§ **Fragmento del documento**
::::::::

El evangelio deja el ciclo Marcos y nos presenta un texto de San Juan (Jn, 2, 13- 25),. La segunda parte de la Cuaresma del ciclo B está marcada por tres evangelios de Juan que presentan diferentes aspectos del camino muerte-resurrección que celebramos en la Pascua.

La escena de la expulsión de los vendedores que los sinópticos (seguramente con mayor veracidad histórica) colocan en los momentos finales de la vida de JC, desencadenando la definitiva reacción de las autoridades contra él, está colocada aquí al principio del evangelio, pero con las mismas referencias al misterio pascual, y para indicar, ya de entrada, que toda la vida de JC debe entenderse bajo la luz de su hora definitiva, la de su glorificación por medio de su paso por la muerte.

" ¿Qué signos nos muestras para obrar así? Jesús contestó: Destruid este templo y en tres días lo levantaré… Él hablaba del templo de su cuerpo.".  El único y verdadero templo de Dios, en el sentido más estricto de la palabra, es el cuerpo y el espíritu de Cristo. Un templo físico donde no habita el espíritu de Jesús no es templo de Dios, por muy grandioso, artístico y monumental que sea ese templo. Lo mismo nos pasa a nosotros, los cristianos: si no habita en nosotros el espíritu de Cristo no somos templo de Dios, aunque seamos unos fieles cumplidores de la letra de la ley cristiana. Los judíos, incluidos los discípulos de Jesús, no entendieron la respuesta de Jesús, porque para ellos el único templo de Dios era el templo de Jerusalén. Aprendamos nosotros: no debe ser para nosotros lo más importante de la religión ir al templo físico de la parroquia, o de cualquier iglesia, lo más importante es, cuando entramos en una iglesia, encontrarnos con el espíritu de Jesús, el único templo vivo y verdadero de Dios. Y, si cada uno de nosotros vive habitado por el espíritu de Jesús, él mismo es templo vivo de Dios.

El evangelio de hoy habla ya directamente de la muerte y resurrección de Jesucristo. San Juan, colocando esta escena al principio de su evangelio (al contrario de los sinópticos, en que aparece inmediatamente antes de la pasión) quiere dejar claro que la muerte-resurreción muestra el sentido pleno de todo lo que Jesús decía y hacía desde el principio (desde que "la Palabra se hizo carne").

¿Cómo podemos acercarnos a Dios los hombres? El evangelio muestra que los hombres han buscado relacionarse con el Dios lejano por medio de determinados actos u objetos: las ofrendas, los templos, etc. Pero estas mediaciones dejan siempre una gran distancia, y con facilidad pueden conducir a la hipocresía. Jesús proclama hoy que hay ya un camino nuevo, verdadero y pleno: un camino que no es un acto o un objeto sino una persona, la vida concreta de una persona, una vida que culmina en la muerte, en la resurrección.

::::::::

Registros de una fuente de datos
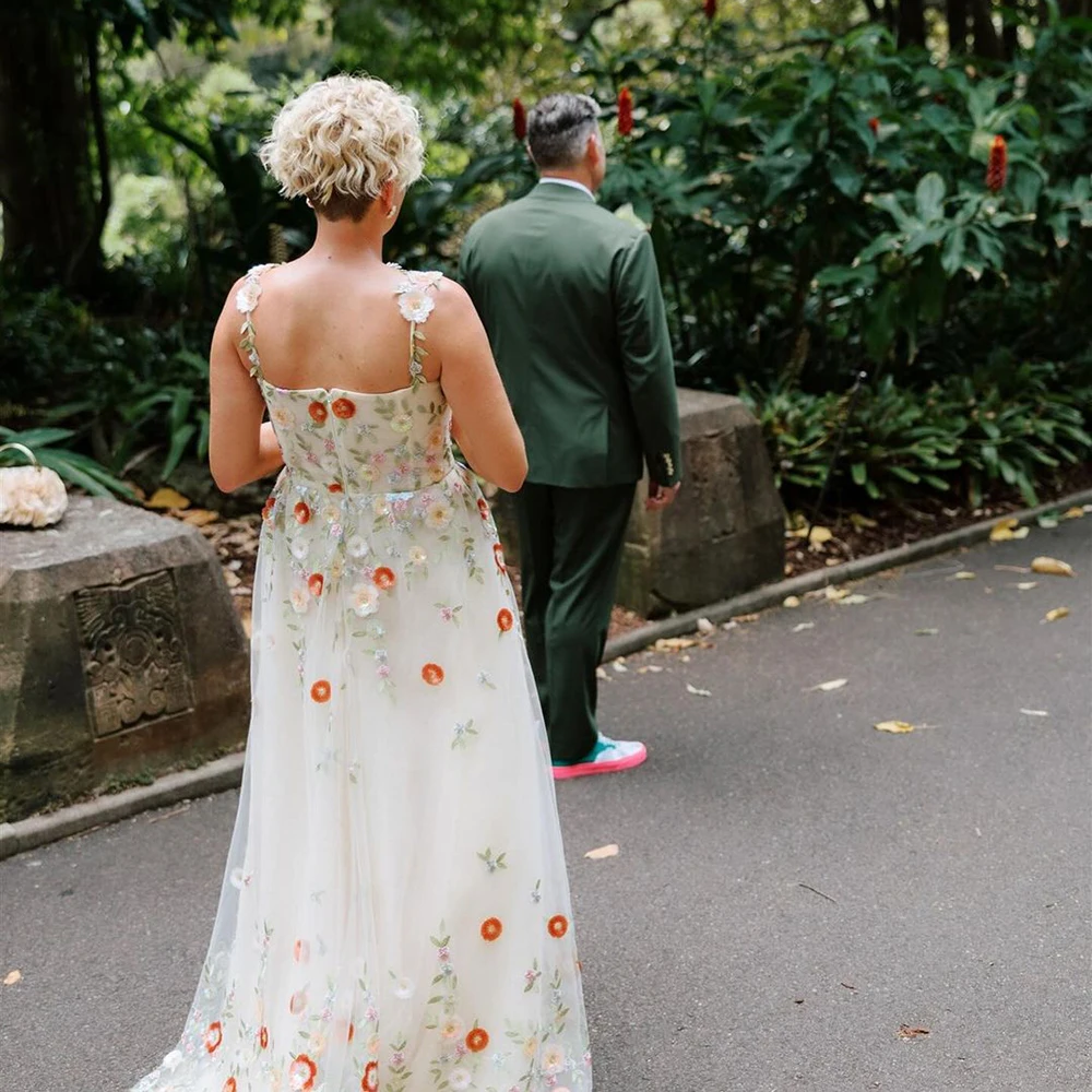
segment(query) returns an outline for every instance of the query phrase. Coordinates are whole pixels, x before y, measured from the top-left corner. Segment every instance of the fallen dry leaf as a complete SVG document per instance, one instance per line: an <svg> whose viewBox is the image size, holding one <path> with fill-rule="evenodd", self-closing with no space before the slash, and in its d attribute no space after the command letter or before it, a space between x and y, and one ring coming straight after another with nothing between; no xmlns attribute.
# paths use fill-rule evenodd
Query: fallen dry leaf
<svg viewBox="0 0 1092 1092"><path fill-rule="evenodd" d="M584 856L589 860L605 860L607 857L617 857L618 846L614 844L601 845L597 850L589 850Z"/></svg>
<svg viewBox="0 0 1092 1092"><path fill-rule="evenodd" d="M841 690L848 682L848 679L831 679L829 682L820 682L819 686L810 687L810 690L822 690L829 693L831 690Z"/></svg>
<svg viewBox="0 0 1092 1092"><path fill-rule="evenodd" d="M177 489L170 486L162 486L144 501L145 508L189 508L190 498L183 497Z"/></svg>
<svg viewBox="0 0 1092 1092"><path fill-rule="evenodd" d="M1059 561L1056 557L1037 557L1031 563L1031 571L1042 573L1044 577L1072 577L1073 567L1066 561Z"/></svg>
<svg viewBox="0 0 1092 1092"><path fill-rule="evenodd" d="M928 1028L911 1028L910 1024L899 1025L899 1038L921 1038L923 1035L928 1034Z"/></svg>
<svg viewBox="0 0 1092 1092"><path fill-rule="evenodd" d="M207 508L191 508L188 512L183 512L180 519L191 527L203 527L215 523L219 519L219 512L211 512Z"/></svg>
<svg viewBox="0 0 1092 1092"><path fill-rule="evenodd" d="M890 732L892 735L905 735L907 732L914 731L914 725L909 724L906 721L880 721L879 724L874 724L873 727L877 732Z"/></svg>

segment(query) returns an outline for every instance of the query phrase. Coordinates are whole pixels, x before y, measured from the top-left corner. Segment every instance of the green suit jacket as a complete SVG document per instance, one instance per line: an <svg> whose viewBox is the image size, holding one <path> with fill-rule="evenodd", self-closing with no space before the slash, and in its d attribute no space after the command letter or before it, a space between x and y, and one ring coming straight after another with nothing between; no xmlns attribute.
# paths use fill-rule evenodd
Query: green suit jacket
<svg viewBox="0 0 1092 1092"><path fill-rule="evenodd" d="M546 182L487 213L461 256L527 447L527 480L674 485L678 401L652 240Z"/></svg>

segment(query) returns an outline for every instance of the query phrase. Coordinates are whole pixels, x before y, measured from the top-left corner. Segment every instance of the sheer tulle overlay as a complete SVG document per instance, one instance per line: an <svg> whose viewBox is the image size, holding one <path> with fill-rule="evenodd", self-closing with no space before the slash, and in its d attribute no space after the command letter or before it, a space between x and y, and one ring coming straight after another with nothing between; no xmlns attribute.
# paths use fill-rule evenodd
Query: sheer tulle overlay
<svg viewBox="0 0 1092 1092"><path fill-rule="evenodd" d="M283 390L254 583L253 712L212 943L133 1092L587 1092L546 733L488 506L420 373ZM393 302L392 302L393 306Z"/></svg>

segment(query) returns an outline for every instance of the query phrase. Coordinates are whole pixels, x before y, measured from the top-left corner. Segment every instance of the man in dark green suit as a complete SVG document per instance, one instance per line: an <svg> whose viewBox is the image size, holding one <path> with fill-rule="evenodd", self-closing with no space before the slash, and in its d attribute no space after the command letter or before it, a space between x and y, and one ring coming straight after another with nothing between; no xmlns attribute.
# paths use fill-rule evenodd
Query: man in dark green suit
<svg viewBox="0 0 1092 1092"><path fill-rule="evenodd" d="M639 765L639 743L595 721L633 492L678 490L678 404L652 240L596 204L606 169L598 107L550 95L527 119L539 173L525 198L483 216L461 275L489 334L527 447L517 495L527 651L555 778Z"/></svg>

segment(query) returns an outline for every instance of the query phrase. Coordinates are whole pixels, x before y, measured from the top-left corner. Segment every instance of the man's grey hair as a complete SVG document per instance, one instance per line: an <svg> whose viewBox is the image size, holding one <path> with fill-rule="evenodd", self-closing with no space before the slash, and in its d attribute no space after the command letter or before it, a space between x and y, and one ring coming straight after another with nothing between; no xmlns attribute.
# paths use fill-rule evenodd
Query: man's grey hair
<svg viewBox="0 0 1092 1092"><path fill-rule="evenodd" d="M598 128L600 106L590 95L547 95L527 117L527 144L541 170L575 167Z"/></svg>

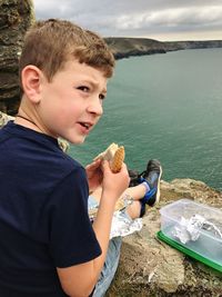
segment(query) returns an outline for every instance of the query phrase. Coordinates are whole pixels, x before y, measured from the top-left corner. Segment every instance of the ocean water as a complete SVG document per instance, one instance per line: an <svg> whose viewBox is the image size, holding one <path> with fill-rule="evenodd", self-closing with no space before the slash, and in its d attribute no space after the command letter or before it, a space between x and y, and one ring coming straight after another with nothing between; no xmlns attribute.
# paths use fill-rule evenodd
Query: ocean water
<svg viewBox="0 0 222 297"><path fill-rule="evenodd" d="M124 145L131 169L158 158L164 180L222 190L222 49L119 60L103 118L69 154L87 165L111 142Z"/></svg>

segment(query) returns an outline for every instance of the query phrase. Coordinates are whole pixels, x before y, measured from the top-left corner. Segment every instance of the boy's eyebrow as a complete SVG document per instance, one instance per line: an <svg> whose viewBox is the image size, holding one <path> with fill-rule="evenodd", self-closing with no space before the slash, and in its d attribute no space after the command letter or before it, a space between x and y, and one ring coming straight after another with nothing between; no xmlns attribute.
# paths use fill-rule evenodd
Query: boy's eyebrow
<svg viewBox="0 0 222 297"><path fill-rule="evenodd" d="M97 81L93 81L93 80L85 80L85 82L91 85L93 88L98 88L98 86L99 86L99 83ZM107 88L103 88L101 92L107 93L108 92Z"/></svg>

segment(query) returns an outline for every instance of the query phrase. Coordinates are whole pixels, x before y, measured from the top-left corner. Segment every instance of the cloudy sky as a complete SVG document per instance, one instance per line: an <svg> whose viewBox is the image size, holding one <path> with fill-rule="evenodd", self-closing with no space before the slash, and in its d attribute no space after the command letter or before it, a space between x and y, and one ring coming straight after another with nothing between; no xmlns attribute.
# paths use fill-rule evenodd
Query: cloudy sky
<svg viewBox="0 0 222 297"><path fill-rule="evenodd" d="M222 40L222 0L33 0L37 19L71 20L103 37Z"/></svg>

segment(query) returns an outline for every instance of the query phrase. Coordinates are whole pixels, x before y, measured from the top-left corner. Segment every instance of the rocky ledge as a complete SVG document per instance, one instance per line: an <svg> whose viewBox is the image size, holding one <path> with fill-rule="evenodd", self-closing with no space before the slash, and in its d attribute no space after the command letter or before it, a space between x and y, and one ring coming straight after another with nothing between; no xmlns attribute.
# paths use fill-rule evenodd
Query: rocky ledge
<svg viewBox="0 0 222 297"><path fill-rule="evenodd" d="M222 192L202 181L161 181L159 206L147 211L141 231L123 238L120 266L107 296L222 296L222 274L157 238L160 208L182 198L222 209Z"/></svg>
<svg viewBox="0 0 222 297"><path fill-rule="evenodd" d="M0 112L0 128L12 119ZM64 151L69 148L67 141L60 145ZM157 238L161 228L160 208L182 198L222 209L222 192L202 181L162 180L160 204L148 209L141 231L123 238L120 265L107 297L222 296L222 274Z"/></svg>

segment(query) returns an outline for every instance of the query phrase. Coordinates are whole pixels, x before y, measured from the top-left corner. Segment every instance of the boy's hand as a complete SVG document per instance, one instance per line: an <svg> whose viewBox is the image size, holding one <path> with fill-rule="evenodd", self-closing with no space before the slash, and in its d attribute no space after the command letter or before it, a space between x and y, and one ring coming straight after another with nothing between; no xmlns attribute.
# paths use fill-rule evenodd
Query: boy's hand
<svg viewBox="0 0 222 297"><path fill-rule="evenodd" d="M102 184L103 174L101 170L101 159L93 161L85 167L90 192Z"/></svg>
<svg viewBox="0 0 222 297"><path fill-rule="evenodd" d="M129 187L130 177L125 164L119 172L113 174L110 169L110 165L107 160L102 162L103 180L102 188L103 191L112 195L118 199L122 192Z"/></svg>

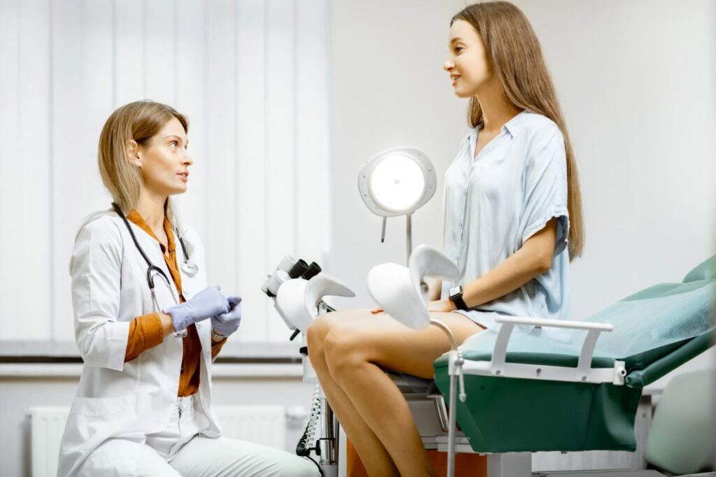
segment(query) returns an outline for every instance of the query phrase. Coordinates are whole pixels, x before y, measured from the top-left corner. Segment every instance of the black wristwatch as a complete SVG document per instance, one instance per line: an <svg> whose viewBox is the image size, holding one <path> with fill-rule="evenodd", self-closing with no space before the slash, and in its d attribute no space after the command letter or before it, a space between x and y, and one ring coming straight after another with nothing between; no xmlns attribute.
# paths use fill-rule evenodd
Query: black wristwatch
<svg viewBox="0 0 716 477"><path fill-rule="evenodd" d="M455 304L458 309L468 309L468 305L463 299L463 287L460 285L450 289L450 301Z"/></svg>

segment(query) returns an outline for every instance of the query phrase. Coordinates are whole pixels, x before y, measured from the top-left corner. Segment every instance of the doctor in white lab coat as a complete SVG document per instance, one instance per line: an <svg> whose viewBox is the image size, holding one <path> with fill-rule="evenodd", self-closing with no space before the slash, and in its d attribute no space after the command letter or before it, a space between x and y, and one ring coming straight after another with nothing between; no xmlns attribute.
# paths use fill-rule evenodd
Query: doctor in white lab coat
<svg viewBox="0 0 716 477"><path fill-rule="evenodd" d="M306 459L222 437L212 413L212 362L238 327L241 299L207 287L199 237L181 228L169 202L186 190L187 130L183 115L148 101L119 108L102 130L102 180L127 217L95 214L75 242L72 302L84 364L60 477L319 475ZM140 248L164 274L153 274L155 300Z"/></svg>

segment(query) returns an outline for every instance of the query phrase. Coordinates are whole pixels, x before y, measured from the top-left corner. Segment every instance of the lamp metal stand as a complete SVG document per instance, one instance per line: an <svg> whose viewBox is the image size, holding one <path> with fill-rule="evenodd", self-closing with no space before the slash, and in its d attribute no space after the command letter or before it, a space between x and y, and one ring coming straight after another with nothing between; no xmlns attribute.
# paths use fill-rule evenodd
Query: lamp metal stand
<svg viewBox="0 0 716 477"><path fill-rule="evenodd" d="M412 253L412 214L405 215L405 243L407 245L407 265L410 264L410 254Z"/></svg>

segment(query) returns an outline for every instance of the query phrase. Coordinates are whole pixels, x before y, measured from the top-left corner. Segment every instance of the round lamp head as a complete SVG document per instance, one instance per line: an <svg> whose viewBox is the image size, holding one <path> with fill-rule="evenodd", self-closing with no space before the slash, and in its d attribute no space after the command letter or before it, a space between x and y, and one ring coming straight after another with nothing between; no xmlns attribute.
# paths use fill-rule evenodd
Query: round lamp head
<svg viewBox="0 0 716 477"><path fill-rule="evenodd" d="M396 148L371 159L358 175L361 198L383 217L410 215L435 193L435 168L413 148Z"/></svg>

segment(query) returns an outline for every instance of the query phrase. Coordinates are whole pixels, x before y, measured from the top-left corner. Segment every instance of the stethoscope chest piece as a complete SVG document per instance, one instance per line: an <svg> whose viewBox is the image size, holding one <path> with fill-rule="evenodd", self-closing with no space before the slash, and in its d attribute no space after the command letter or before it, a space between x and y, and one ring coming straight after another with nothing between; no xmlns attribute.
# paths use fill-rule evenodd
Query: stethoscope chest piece
<svg viewBox="0 0 716 477"><path fill-rule="evenodd" d="M199 267L189 259L183 261L179 266L189 276L195 275L199 271Z"/></svg>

::::::::

§ **Tareas a realizar**
- A) Según el comentario, ¿cuántos evangelios de Juan marcan la segunda parte de la Cuaresma del ciclo B?
- B) Transcriba del comentario el pasaje que comienza en "El evangelio deja" y termina en "en la Pascua.".
- C) Enumere los adjetivos con los que el comentario describe un templo físico que no es templo de Dios aunque los posea.
Los datos provienen de una fuente ajena al comentario.

§ **Respuestas**
- A) Tres.

- B)
El evangelio deja el ciclo Marcos y nos presenta un texto de San Juan (Jn, 2, 13- 25),. La segunda parte de la Cuaresma del ciclo B está marcada por tres evangelios de Juan que presentan diferentes aspectos del camino muerte-resurrección que celebramos en la Pascua.

- C) Grandioso, artístico y monumental.